- _Written request_:
Copy the listing below word for word, starting at the line that contains "For full credit, report the bounding box of the church" and continuing through its final line.

- _Records for the task_:
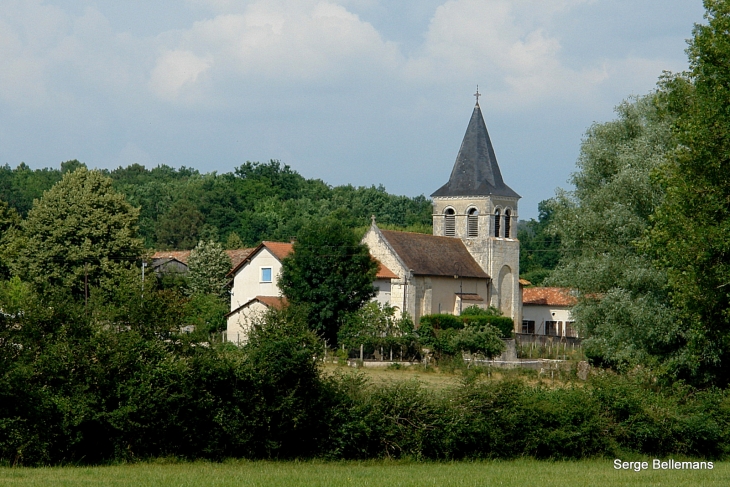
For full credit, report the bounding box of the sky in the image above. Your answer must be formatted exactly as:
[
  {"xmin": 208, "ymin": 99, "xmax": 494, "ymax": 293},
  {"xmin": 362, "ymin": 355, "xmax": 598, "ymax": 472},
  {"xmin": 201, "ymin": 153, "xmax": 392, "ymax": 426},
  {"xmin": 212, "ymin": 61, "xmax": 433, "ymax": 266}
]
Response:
[{"xmin": 0, "ymin": 0, "xmax": 704, "ymax": 219}]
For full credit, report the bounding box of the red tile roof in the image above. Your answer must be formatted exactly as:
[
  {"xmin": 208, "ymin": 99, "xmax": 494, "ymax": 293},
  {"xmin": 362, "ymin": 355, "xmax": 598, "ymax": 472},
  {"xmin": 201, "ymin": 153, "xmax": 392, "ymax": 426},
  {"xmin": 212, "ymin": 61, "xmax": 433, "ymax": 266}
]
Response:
[
  {"xmin": 249, "ymin": 296, "xmax": 288, "ymax": 309},
  {"xmin": 226, "ymin": 248, "xmax": 253, "ymax": 269},
  {"xmin": 225, "ymin": 296, "xmax": 288, "ymax": 319},
  {"xmin": 522, "ymin": 287, "xmax": 578, "ymax": 306},
  {"xmin": 152, "ymin": 250, "xmax": 190, "ymax": 265},
  {"xmin": 152, "ymin": 249, "xmax": 254, "ymax": 269},
  {"xmin": 261, "ymin": 242, "xmax": 293, "ymax": 260},
  {"xmin": 380, "ymin": 230, "xmax": 489, "ymax": 279}
]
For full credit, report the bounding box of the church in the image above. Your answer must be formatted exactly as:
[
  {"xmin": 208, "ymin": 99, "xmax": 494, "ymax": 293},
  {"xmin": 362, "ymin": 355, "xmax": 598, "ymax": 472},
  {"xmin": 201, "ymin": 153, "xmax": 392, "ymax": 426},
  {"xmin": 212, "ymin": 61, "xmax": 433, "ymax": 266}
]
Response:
[
  {"xmin": 363, "ymin": 92, "xmax": 522, "ymax": 324},
  {"xmin": 226, "ymin": 92, "xmax": 522, "ymax": 342}
]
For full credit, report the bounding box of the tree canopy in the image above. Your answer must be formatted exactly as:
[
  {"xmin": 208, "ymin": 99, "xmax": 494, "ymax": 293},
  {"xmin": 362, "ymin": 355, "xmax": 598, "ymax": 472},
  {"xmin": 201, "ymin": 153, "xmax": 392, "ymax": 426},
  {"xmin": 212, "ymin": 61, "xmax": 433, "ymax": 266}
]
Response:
[
  {"xmin": 548, "ymin": 93, "xmax": 679, "ymax": 369},
  {"xmin": 188, "ymin": 240, "xmax": 231, "ymax": 297},
  {"xmin": 644, "ymin": 0, "xmax": 730, "ymax": 384},
  {"xmin": 13, "ymin": 167, "xmax": 143, "ymax": 295},
  {"xmin": 0, "ymin": 161, "xmax": 431, "ymax": 250},
  {"xmin": 517, "ymin": 200, "xmax": 560, "ymax": 286},
  {"xmin": 279, "ymin": 218, "xmax": 378, "ymax": 346}
]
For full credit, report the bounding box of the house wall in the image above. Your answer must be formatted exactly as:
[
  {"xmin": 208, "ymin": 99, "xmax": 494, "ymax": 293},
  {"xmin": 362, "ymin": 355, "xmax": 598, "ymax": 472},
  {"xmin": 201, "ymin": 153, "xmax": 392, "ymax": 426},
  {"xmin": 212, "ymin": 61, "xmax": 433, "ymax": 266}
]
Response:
[
  {"xmin": 226, "ymin": 301, "xmax": 269, "ymax": 345},
  {"xmin": 423, "ymin": 277, "xmax": 489, "ymax": 315},
  {"xmin": 231, "ymin": 247, "xmax": 281, "ymax": 310},
  {"xmin": 373, "ymin": 279, "xmax": 392, "ymax": 305},
  {"xmin": 520, "ymin": 304, "xmax": 573, "ymax": 336}
]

- _Solved exercise_:
For full credit, report the bounding box of the church in the image above. Your answer must be formatted exactly as:
[
  {"xmin": 208, "ymin": 99, "xmax": 494, "ymax": 293},
  {"xmin": 362, "ymin": 355, "xmax": 598, "ymax": 472},
  {"xmin": 201, "ymin": 153, "xmax": 392, "ymax": 426},
  {"xmin": 212, "ymin": 61, "xmax": 433, "ymax": 266}
]
Response:
[
  {"xmin": 363, "ymin": 92, "xmax": 522, "ymax": 324},
  {"xmin": 226, "ymin": 92, "xmax": 522, "ymax": 342}
]
For full credit, report the bounding box of the tree canopy in the image above. Your answer must be formatted exactly as:
[
  {"xmin": 208, "ymin": 99, "xmax": 494, "ymax": 293},
  {"xmin": 362, "ymin": 355, "xmax": 598, "ymax": 472},
  {"xmin": 201, "ymin": 153, "xmax": 392, "ymax": 426},
  {"xmin": 212, "ymin": 61, "xmax": 433, "ymax": 266}
]
Response:
[
  {"xmin": 548, "ymin": 93, "xmax": 679, "ymax": 369},
  {"xmin": 188, "ymin": 240, "xmax": 231, "ymax": 297},
  {"xmin": 644, "ymin": 0, "xmax": 730, "ymax": 384},
  {"xmin": 13, "ymin": 167, "xmax": 143, "ymax": 295},
  {"xmin": 0, "ymin": 161, "xmax": 431, "ymax": 250},
  {"xmin": 517, "ymin": 200, "xmax": 560, "ymax": 286},
  {"xmin": 279, "ymin": 218, "xmax": 378, "ymax": 346}
]
For full credit, report the bounding box of the house wall in the image above. Your answer must be formatted exactly as:
[
  {"xmin": 208, "ymin": 99, "xmax": 494, "ymax": 293},
  {"xmin": 362, "ymin": 355, "xmax": 598, "ymax": 472},
  {"xmin": 201, "ymin": 153, "xmax": 392, "ymax": 426},
  {"xmin": 212, "ymin": 61, "xmax": 433, "ymax": 266}
]
Response:
[
  {"xmin": 226, "ymin": 301, "xmax": 269, "ymax": 345},
  {"xmin": 423, "ymin": 277, "xmax": 489, "ymax": 315},
  {"xmin": 231, "ymin": 247, "xmax": 281, "ymax": 310},
  {"xmin": 373, "ymin": 279, "xmax": 392, "ymax": 305},
  {"xmin": 520, "ymin": 304, "xmax": 573, "ymax": 336}
]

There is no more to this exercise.